BEGIN SOURCE DOCUMENT

MPI Fundamentals

What MPI Is

Message Passing Interface (MPI) is a standard for communication between processes, typically across multiple nodes in a cluster. Each MPI process (called a "rank") has its own private memory space. Data is exchanged explicitly via messages — there is no shared memory between ranks.

MPI scales from a laptop (multiple processes on one machine) to thousands of nodes on a supercomputer. It's the foundation of nearly all large-scale scientific computing: weather simulation, molecular dynamics, computational fluid dynamics, distributed training of large ML models.

MPI vs Shared-Memory Parallelism

MPI doesn't replace OpenMP or TBB — they solve different problems.

OpenMP/TBB parallelize work within a single process using shared memory and threads. They're limited to one machine (one NUMA domain in practice).

MPI parallelizes work across processes that may be on different machines. Each process has its own memory; communication is explicit.

The standard HPC pattern is MPI+OpenMP hybrid: MPI handles inter-node communication (one or a few ranks per node), and OpenMP handles intra-node parallelism (threads within each rank). This avoids the overhead of running hundreds of MPI ranks per node while still using all cores.

Setup

Installing and Building

OpenMPI (most common on Linux):

# Ubuntu/Debian
sudo apt install openmpi-bin libopenmpi-dev

# macOS
brew install open-mpi

MPICH (alternative implementation, ABI-compatible with OpenMPI in most cases):

sudo apt install mpich libmpich-dev

CMake integration:

find_package(MPI REQUIRED)
add_executable(my_mpi_app main.cpp)
target_link_libraries(my_mpi_app PRIVATE MPI::MPI_CXX)

Running

# run with 4 processes on local machine
mpirun -n 4 ./my_mpi_app

# run across multiple nodes (via hostfile)
mpirun -n 16 --hostfile hosts.txt ./my_mpi_app

Python: mpi4py

pip install mpi4py

# run Python MPI program
mpirun -n 4 python my_script.py

from mpi4py import MPI

comm = MPI.COMM_WORLD
rank = comm.Get_rank()
size = comm.Get_size()

END SOURCE DOCUMENT
BEGIN DATA SECTION

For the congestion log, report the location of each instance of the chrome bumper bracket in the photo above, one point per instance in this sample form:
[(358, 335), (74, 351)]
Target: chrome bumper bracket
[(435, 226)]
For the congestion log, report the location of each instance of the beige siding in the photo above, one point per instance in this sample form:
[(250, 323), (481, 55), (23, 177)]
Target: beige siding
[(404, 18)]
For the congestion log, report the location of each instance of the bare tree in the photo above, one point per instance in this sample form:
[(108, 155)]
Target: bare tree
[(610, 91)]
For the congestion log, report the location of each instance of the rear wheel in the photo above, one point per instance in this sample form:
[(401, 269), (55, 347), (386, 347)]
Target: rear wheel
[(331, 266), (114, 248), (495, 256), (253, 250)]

END DATA SECTION
BEGIN DATA SECTION

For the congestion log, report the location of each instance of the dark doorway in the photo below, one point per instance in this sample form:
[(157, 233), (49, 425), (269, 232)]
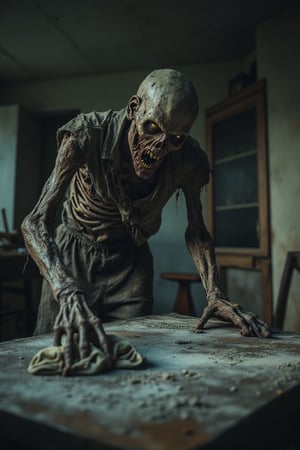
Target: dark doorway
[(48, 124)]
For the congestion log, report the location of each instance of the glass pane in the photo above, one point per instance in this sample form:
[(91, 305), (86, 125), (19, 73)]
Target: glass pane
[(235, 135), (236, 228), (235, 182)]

END DATA SECTION

- [TASKS FOR THIS EXERCISE]:
**1)** Set down, word for word, the passage of the MPI fundamentals text between "Message Passing Interface" and "domain in practice).", inclusive.
**2)** Answer these questions from the MPI fundamentals text:
(a) What is each MPI process called?
(b) In the MPI+OpenMP hybrid pattern, what does OpenMP handle?
(c) How many processes does the multi-node mpirun command run?
The records come from a separate source.

- [SOLUTIONS BELOW]:
**1)**
Message Passing Interface (MPI) is a standard for communication between processes, typically across multiple nodes in a cluster. Each MPI process (called a "rank") has its own private memory space. Data is exchanged explicitly via messages — there is no shared memory between ranks.

MPI scales from a laptop (multiple processes on one machine) to thousands of nodes on a supercomputer. It's the foundation of nearly all large-scale scientific computing: weather simulation, molecular dynamics, computational fluid dynamics, distributed training of large ML models.

MPI vs Shared-Memory Parallelism

MPI doesn't replace OpenMP or TBB — they solve different problems.

OpenMP/TBB parallelize work within a single process using shared memory and threads. They're limited to one machine (one NUMA domain in practice).

**2)**
(a) A rank.
(b) Intra-node parallelism, meaning threads within each rank.
(c) 16.